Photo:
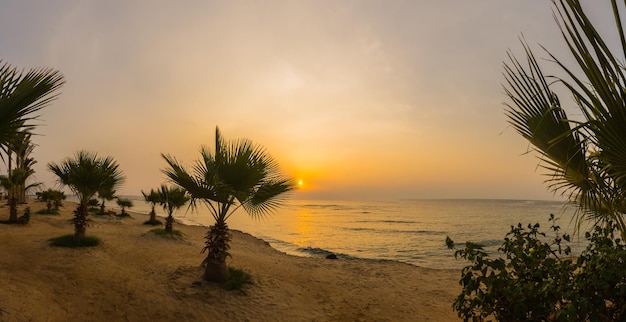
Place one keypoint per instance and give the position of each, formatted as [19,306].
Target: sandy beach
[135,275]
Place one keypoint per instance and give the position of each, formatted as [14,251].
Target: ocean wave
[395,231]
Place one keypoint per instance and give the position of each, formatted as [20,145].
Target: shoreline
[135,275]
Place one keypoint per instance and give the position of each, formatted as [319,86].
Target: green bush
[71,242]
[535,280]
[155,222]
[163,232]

...

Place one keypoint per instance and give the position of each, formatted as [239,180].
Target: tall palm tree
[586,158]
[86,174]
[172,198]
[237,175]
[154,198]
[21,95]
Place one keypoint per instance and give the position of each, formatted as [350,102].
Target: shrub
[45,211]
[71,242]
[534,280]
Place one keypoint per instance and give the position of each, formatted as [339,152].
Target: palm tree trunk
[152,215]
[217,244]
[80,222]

▶ [Your objective]: Count the lines in the data above that contain the string "give", where uppercase and lowercase letters count as different. Reply with only the number.

▶ [Response to this exercise]: 7